## Directions for this task
An exact transcription of each entry below is required, without any pictures.

Records from a data collection
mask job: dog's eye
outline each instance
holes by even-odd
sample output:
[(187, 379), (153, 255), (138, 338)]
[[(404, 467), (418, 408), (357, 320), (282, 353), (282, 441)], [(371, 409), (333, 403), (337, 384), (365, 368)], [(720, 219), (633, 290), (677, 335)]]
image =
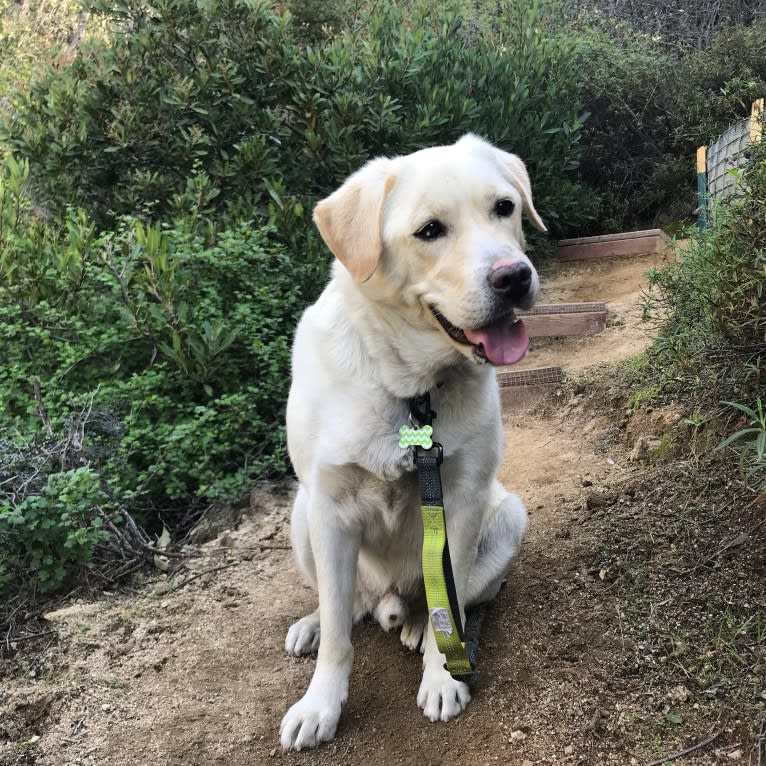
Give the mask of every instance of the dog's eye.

## Completed task
mask job: dog's eye
outline each instance
holes by even-odd
sample output:
[(187, 379), (153, 255), (138, 338)]
[[(404, 467), (418, 408), (357, 320), (282, 353), (282, 441)], [(371, 409), (333, 403), (337, 384), (365, 368)], [(720, 219), (633, 290), (677, 335)]]
image =
Give the mask of every instance of the dog's eye.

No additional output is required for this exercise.